▶ [STUDY QUESTIONS]
[A] Answer these questions from the article on new US tariffs on UK exports, one answer per line, marked the same way:
(i) Who published the article, and on what date?
(ii) What is the annual value of the UK's export market to the US?
(iii) What import tariff will all foreign-made cars now face in the US?
[B] Write what follows in the article on new US tariffs on UK exports, continuing from where it stops.

▶ [TEXT FOR ANALYSIS]
- Opening Delimiter -

New US Tariffs on UK Exports from 5 April

New US Tariffs on UK Exports from 5 April 2025

What UK Businesses Need to Know

New US Tariffs on UK Exports from 5 April: What UK Businesses Need to Know

Published by Barnett & Co Accountants | 4 April 2025

Starting Saturday, 5 April, UK exporters will face a 10% reciprocal import tariff on most goods entering the United States. This change, announced by President Trump as part of his so-called "Liberation Day" trade reset, marks a major shift in global trade policy and could significantly impact the UK's £62bn annual export market to the US.

While some products—including pharmaceuticals, copper, semiconductors, lumber, and energy-related goods—have been granted exemptions, many UK businesses will feel the effects immediately.

What Has Changed?

As part of a sweeping overhaul of US trade policy:

  • All foreign-made cars will now face a 25% import tariff into the US.

- Closing Delimiter -

▶ [DATASET ENTRIES]
- Opening Delimiter -

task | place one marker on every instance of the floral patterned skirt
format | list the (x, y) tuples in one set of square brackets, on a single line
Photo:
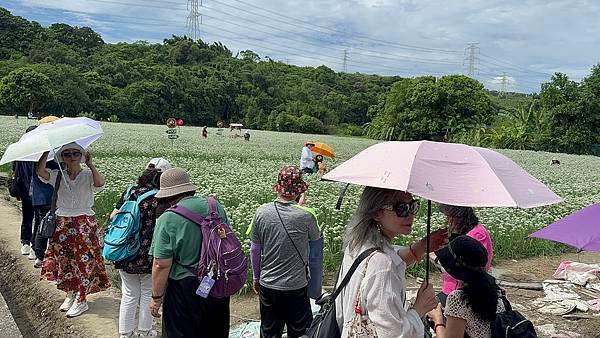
[(74, 258)]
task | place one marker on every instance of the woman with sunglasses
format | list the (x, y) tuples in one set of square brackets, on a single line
[(380, 217), (73, 258)]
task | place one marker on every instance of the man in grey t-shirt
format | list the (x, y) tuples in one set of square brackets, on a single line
[(279, 255)]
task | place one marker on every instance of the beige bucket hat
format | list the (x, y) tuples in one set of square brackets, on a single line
[(173, 182)]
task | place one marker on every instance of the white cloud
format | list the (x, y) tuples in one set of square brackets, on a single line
[(527, 39)]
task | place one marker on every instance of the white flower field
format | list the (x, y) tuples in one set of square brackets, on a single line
[(241, 175)]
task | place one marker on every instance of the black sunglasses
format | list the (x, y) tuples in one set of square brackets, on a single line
[(73, 154), (402, 208)]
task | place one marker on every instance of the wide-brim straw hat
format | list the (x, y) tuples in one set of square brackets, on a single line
[(464, 258), (290, 182), (173, 182)]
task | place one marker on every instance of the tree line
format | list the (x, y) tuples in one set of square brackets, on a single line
[(71, 71)]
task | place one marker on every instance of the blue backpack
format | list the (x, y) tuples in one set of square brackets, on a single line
[(122, 238)]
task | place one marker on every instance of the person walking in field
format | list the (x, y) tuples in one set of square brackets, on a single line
[(136, 278), (73, 258), (279, 255), (307, 161), (176, 247)]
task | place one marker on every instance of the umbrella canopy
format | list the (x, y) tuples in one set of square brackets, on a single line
[(448, 173), (49, 118), (580, 229), (323, 149), (52, 135)]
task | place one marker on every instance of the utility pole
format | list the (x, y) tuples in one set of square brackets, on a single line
[(470, 56), (504, 82), (194, 18)]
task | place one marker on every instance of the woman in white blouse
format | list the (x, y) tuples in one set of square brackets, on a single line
[(73, 259), (381, 216)]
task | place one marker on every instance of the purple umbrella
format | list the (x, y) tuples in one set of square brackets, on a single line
[(580, 229)]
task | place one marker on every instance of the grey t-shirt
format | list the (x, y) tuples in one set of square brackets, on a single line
[(281, 267)]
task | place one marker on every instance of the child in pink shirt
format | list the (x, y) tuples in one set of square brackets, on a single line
[(463, 221)]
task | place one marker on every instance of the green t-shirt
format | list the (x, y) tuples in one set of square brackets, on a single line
[(181, 239)]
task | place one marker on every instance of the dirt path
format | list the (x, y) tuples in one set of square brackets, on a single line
[(34, 302)]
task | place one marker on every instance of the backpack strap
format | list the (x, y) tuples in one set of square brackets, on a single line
[(189, 214), (127, 195), (146, 195)]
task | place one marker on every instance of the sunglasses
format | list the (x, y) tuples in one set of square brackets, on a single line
[(75, 154), (402, 208)]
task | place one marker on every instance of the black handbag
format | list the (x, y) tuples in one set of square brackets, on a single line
[(324, 325), (14, 187), (48, 224)]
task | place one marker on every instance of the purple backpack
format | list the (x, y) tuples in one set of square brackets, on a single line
[(221, 251)]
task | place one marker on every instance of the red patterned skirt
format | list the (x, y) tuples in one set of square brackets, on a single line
[(74, 258)]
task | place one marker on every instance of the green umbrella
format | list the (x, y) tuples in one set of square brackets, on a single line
[(32, 145)]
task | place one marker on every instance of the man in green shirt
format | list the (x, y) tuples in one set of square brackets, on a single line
[(176, 246)]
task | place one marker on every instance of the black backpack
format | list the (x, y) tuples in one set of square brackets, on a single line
[(512, 324), (324, 325)]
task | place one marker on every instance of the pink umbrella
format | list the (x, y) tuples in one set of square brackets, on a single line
[(580, 229), (448, 173)]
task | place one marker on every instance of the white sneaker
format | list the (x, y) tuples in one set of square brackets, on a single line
[(147, 334), (25, 249), (69, 299), (77, 308)]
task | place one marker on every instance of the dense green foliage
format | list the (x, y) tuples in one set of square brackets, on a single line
[(70, 71), (201, 83)]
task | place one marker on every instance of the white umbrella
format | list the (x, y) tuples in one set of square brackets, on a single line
[(51, 136)]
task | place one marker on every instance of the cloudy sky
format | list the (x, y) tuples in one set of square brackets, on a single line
[(520, 42)]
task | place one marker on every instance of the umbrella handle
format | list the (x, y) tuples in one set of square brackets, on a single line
[(427, 242), (428, 248)]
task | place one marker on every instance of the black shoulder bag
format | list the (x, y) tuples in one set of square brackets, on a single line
[(324, 325), (14, 185), (48, 224), (306, 270)]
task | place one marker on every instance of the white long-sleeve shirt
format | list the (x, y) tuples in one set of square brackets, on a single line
[(306, 160), (384, 289)]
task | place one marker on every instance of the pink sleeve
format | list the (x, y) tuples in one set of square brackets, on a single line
[(480, 233)]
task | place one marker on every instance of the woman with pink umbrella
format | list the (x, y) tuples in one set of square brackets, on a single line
[(377, 291)]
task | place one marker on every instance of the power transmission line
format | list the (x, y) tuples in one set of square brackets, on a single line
[(356, 35), (194, 18), (472, 50)]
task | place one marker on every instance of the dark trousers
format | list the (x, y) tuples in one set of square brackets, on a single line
[(26, 221), (39, 243), (279, 308), (187, 315)]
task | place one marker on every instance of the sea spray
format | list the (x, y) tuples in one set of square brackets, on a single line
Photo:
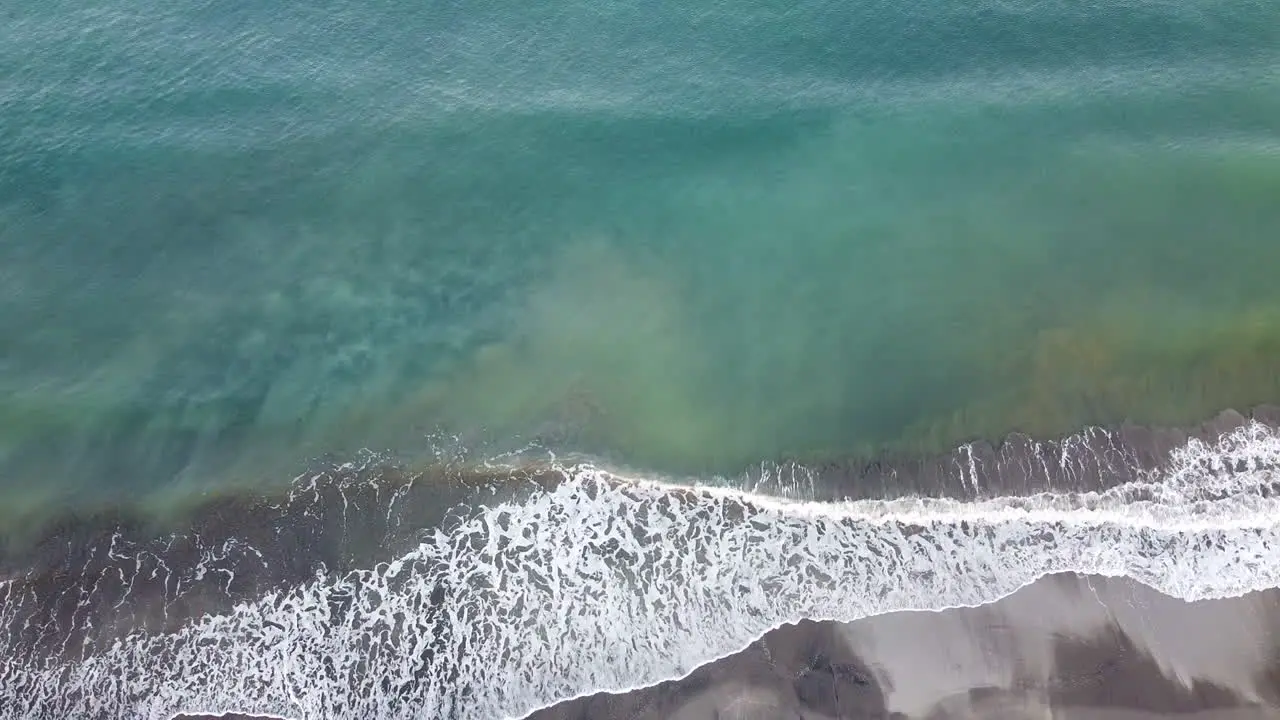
[(602, 583)]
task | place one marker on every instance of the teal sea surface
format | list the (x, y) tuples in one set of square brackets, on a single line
[(682, 237)]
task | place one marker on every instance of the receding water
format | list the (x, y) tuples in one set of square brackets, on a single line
[(681, 236)]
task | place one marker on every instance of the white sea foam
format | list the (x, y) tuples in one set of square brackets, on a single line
[(606, 583)]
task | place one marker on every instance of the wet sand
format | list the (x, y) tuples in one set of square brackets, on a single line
[(1066, 647)]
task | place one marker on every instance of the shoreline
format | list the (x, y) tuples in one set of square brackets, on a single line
[(355, 522), (1066, 646)]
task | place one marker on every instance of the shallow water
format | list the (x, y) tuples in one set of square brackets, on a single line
[(680, 236)]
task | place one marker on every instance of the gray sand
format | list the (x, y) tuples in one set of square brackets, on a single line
[(1066, 647)]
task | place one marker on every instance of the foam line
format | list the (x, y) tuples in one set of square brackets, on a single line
[(602, 583)]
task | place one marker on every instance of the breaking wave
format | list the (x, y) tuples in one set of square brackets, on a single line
[(598, 582)]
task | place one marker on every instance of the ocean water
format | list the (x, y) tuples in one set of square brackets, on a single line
[(644, 247), (679, 236)]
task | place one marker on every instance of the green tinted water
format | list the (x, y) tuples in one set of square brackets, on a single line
[(218, 285)]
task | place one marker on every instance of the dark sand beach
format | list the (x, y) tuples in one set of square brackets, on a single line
[(1068, 647)]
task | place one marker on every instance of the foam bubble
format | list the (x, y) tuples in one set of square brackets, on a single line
[(602, 583)]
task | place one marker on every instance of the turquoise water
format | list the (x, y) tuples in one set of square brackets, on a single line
[(681, 236)]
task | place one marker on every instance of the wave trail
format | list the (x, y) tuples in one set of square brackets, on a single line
[(598, 582)]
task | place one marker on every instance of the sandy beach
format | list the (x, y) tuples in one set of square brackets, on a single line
[(1066, 647)]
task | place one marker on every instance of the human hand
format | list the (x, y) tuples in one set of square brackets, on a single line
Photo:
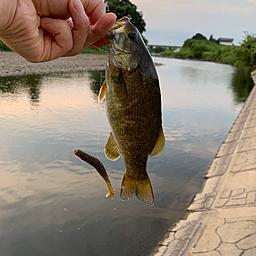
[(43, 30)]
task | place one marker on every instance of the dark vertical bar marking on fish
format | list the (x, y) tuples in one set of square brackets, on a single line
[(97, 164)]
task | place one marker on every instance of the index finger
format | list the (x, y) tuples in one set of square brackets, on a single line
[(94, 9)]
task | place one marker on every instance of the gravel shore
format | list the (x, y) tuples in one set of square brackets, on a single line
[(11, 64)]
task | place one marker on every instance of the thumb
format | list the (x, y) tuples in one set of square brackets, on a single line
[(57, 38)]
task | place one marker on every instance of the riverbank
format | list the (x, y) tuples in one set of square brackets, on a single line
[(11, 64), (222, 218)]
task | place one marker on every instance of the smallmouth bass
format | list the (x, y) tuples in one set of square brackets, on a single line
[(133, 106)]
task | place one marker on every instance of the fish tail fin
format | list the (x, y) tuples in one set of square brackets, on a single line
[(141, 188)]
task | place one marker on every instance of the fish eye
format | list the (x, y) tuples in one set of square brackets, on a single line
[(132, 36)]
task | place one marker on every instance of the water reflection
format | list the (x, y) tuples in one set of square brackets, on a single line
[(16, 85), (51, 203), (242, 84)]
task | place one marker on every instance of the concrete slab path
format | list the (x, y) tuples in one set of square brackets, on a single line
[(222, 218)]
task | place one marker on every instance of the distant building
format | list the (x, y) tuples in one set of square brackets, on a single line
[(225, 41)]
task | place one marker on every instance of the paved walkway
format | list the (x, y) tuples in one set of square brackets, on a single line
[(222, 219)]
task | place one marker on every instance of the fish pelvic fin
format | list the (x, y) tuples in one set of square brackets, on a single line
[(160, 144), (102, 93), (111, 150), (141, 188)]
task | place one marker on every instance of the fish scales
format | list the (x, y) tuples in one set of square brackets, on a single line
[(133, 107)]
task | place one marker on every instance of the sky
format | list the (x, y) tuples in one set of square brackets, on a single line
[(171, 22)]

- Closing Delimiter -

▶ [ANSWERS IN ORDER]
[A]
(i) Barnett & Co Accountants, on 4 April 2025.
(ii) £62bn.
(iii) A 25% import tariff.

[B]
  • All other goods from the UK will be subject to a 10% import tariff, unless exempt.

  • Tariffs are based on country of origin, not the country of export—this adds complexity for companies with global supply chains.

The UK’s relatively balanced trade position with the US spared it from harsher penalties, unlike the EU (20%) or Asia (up to 46% in some countries). However, UK-based exporters still need to act swiftly to assess how these changes may affect profitability, pricing, and logistics.

Key Sectors Affected

  1. Automotive Industry
    UK car manufacturers like Jaguar Land Rover, Aston Martin and Rolls-Royce face an immediate 25% tariff. Though many are foreign-owned, the impact will still ripple through UK-based jobs and supply chains.

  2. Manufacturing & High-Tech Equipment
    With significant exports to the US, manufacturers—particularly in the West Midlands and East of England—should prepare for price pressures and potential re-evaluation of US contracts.

  3. Alcohol & Whisky
    The iconic Scotch whisky industry is facing a likely 10% spike in pricing, potentially reducing competitiveness in the US market.

  4. Pharmaceuticals
    One bright spot: this sector has been explicitly exempted. However, firms should still double-check classification and rules of origin to avoid surprises.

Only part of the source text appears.